ОСНОВАНИЯ РУССКОГО ФИЛОСОФСТВОВАНИЯ
I. ПРОВЕРКА ПЕРВОИСТОЧНИКОМ: КАНТИАНСТВО
Связь и преемственность философских идей и задач постигаются лишь ретроспективно.
1. Предварительные замечания
Возвращение к Канту всегда определялось несовпадением знания и метода. Сегодня трудно определить степень достоверности сведений о том, в какой мере кантианская теория познания оказалась полезной. А.И. Введенский уверял, что в казанском университете сильны были «кантианские позиции», и это якобы сыграло свою роль в открытии Лобачевского; Э.Л. Радлов же утверждал, что Лобачевский «понимал пространство не в смысле кантовского субъективизма», т.е. сделал свое открытие, отказавшись от кантианства. И так на каждом шагу. Самый факт, что неокантианство возникает на остатках забракованного русскими мыслителями кантианства, знаменателен по многим причинам. «Неокантианцы, заменяющие философию гносеологией» (С.Н. Булгаков), с самого начала не согласны с Кантом в априорности форм познания и превращают основные постулаты немецкого философа в учение о методе, законе и гипотезе. А что такое метод, как не те же априорные формы, которые встречают ученого в самом начале его интимного свидания с объектом?
Важно и то, что «чистых кантианцев» в России не было, а обращение к Канту всегда порождало оттенки мысли, присущие той или иной школе. Не следует забывать, что русские ученые XIX века знакомились с влиятельными идеями Запада в оригинале и воспринимали их частенько с немецких кафедр – в подлиннике и без упрощенных переводов, запутывающих терминологию и понятийный аппарат первоисточника. Вдобавок, все они знали уже результаты последующих изысканий, т.е. не только Канта, но и Шеллинга, и Гегеля. Необходимые поправки вносились и в русле традиционного русского философствования, имевшего, как правило, местные особенности. Так, московские и петербургские кантианцы отличались различным отношением к загадочной двойственности своего немецкого образца, обращая внимание на различные стороны его критического метода. В основе всех уклонений в кантианскую ересь лежала, в конечном счете, зависимость от той содержательной формы концепта, которая признавалась главенствующей в том или ином университете: образ – в Петербурге, понятие – в Казани или символ – в Москве.
2. Памфил Данилович Юркевич(1826 – 1874)
Московский профессор, учитель В.С. Соловьева, П.Д. Юркевич давал усредненно кантианское представление о проблемах гносеологии. Идею как сущность он противопоставлял понятию как явлению сущности:
«Для ясности мы можем различить резко выдающиеся формы нашего познания: представление, понятие и идею» (Юркевич 1990: 10 и 11),
т.е. образ, понятие и своего рода символ, впадающий в концепт, неразличенный с ним.
«В понятии мы движемся строго и определенно в области опыта; в идее мы вступаем за пределы опыта» (там же: 12),
поскольку
«различие между эмпирическими представлениями и идеями имеет большое достоинство для познающего субъекта, но оно ничтожно по отношению к познаваемому объекту. Ни на одном пункте, начиная с чувственного воззрения до абсолютной идеи, мы не встречаемся с бытием <…> как опыт, так и метафизика суть в истине логические процессы» (там же: 205),
потому что
«идея есть, так сказать, подлинное место вещей и подлинная вещь» (там же: 25)

_Извлечённые данные:_
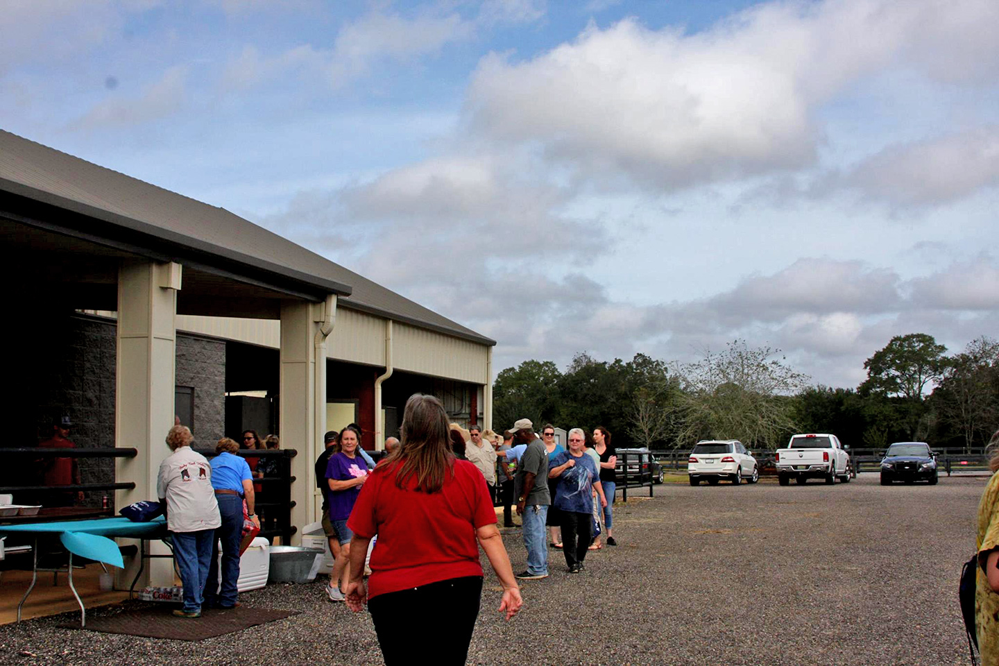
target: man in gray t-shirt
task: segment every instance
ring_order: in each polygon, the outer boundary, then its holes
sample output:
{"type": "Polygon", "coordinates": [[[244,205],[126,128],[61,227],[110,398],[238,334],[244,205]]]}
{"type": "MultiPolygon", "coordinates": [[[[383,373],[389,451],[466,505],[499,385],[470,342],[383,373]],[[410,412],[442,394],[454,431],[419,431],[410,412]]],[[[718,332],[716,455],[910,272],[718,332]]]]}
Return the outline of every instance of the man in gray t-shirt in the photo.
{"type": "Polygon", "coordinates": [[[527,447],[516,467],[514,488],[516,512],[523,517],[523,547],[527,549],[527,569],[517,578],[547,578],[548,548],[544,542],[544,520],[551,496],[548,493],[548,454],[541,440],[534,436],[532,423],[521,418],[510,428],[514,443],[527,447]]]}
* * *
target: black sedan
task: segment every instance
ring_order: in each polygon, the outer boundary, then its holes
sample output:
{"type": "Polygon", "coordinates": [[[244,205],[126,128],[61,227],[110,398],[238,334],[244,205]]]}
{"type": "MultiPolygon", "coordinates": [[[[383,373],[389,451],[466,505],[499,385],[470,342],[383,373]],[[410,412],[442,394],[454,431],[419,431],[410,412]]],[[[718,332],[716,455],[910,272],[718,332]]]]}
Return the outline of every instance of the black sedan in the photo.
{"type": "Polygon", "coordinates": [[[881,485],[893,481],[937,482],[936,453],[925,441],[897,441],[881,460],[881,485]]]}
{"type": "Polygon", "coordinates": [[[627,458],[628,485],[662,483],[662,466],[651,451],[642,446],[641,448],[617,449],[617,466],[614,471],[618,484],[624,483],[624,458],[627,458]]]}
--
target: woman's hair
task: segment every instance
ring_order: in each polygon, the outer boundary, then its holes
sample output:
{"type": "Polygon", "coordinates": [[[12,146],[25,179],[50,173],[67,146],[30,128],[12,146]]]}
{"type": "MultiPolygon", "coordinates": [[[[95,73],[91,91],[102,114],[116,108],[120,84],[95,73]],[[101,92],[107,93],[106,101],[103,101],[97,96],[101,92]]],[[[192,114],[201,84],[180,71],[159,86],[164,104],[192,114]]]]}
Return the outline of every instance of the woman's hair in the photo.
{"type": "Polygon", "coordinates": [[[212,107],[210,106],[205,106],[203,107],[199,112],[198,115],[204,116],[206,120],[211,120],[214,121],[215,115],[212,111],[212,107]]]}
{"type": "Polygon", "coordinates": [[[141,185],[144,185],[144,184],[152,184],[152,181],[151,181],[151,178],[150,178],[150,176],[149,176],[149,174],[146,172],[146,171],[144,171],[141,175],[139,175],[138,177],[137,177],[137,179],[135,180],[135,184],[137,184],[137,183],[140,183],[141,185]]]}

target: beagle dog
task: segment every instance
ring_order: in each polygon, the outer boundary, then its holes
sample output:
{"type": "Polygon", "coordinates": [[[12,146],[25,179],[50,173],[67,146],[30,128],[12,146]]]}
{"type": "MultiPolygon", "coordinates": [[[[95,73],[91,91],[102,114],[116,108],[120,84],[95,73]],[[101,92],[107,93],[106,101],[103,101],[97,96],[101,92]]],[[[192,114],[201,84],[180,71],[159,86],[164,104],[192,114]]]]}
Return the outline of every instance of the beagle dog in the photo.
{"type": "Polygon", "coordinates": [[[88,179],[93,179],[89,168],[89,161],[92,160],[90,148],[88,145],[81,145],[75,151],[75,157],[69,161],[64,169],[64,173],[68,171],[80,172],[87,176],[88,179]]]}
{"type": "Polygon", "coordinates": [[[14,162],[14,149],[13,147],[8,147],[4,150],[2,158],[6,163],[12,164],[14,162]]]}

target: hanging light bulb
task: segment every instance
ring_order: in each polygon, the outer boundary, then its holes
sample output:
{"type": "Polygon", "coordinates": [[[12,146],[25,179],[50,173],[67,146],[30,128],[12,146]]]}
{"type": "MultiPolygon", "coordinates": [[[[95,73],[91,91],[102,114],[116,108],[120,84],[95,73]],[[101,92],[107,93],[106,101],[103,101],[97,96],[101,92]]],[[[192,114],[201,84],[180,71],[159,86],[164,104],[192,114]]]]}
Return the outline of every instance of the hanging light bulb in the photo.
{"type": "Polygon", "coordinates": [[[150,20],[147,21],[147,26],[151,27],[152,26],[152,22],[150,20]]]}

_Задание A:_ Чьим учителем, согласно тексту о русском кантианстве, был П.Д. Юркевич?
_Задание B:_ Перескажите в виде краткого списка абзац текста о русском кантианстве, начинающийся словами «Важно и то, что „чистых кантианцев“», сохранив основные факты.
_Задание C:_ Продолжите текст о русском кантианстве, начав сразу после последней приведенной цитаты Юркевича.

_Ответ A:_ В.С. Соловьева.

_Ответ B:_
- «Чистых кантианцев» в России не было: обращение к Канту порождало оттенки мысли, присущие той или иной школе.
- Русские ученые XIX века знакомились с западными идеями в оригинале, часто с немецких кафедр, без упрощенных переводов.
- Им уже были известны последующие изыскания: не только Канта, но и Шеллинга и Гегеля.
- Поправки вносились в русле традиционного русского философствования с его местными особенностями. Московские и петербургские кантианцы по-разному относились к двойственности Канта и обращали внимание на разные стороны его критического метода.
- Уклонения от кантианства зависели от формы концепта, главенствующей в университете: образ в Петербурге, понятие в Казани, символ в Москве.

_Ответ C:_
– так Юркевич излагает Платона, добавляя, что в основе идеи лежат и нравственные идеалы: истина, добро и красота (там же: 28).
«Идея, в отличие от понятия и в значении самостоятельном, употребляется вообще там, где мысль возвышается над механическою стороною предмета и прозревает в его разумную и единичную сущность» (там же: 10).
При этом
«в представлении мы признаем существенным то, что значительно для воззрения, в понятии – то, что значительно для бытия вещи» (там же: 11).
В отличие от понятия
«идея есть предикат в каждом познаваемом предмете как субъекте <…> Субъект мыслится и есть только посредством предиката. Сущность каждой вещи состоит в тех идеях, или предикатах, которым она причастна. Вне их вещь, субъект есть απειρον и μη ον» (бесконечное и несуществующее);
«идея есть то, чем должен быть предмет, есть идеал или первообраз для развития и совершенствования предмета. Предметы, данные в опыте, оказываются явлениями пред взором разума, который знает то, что должно быть» (там же: 478).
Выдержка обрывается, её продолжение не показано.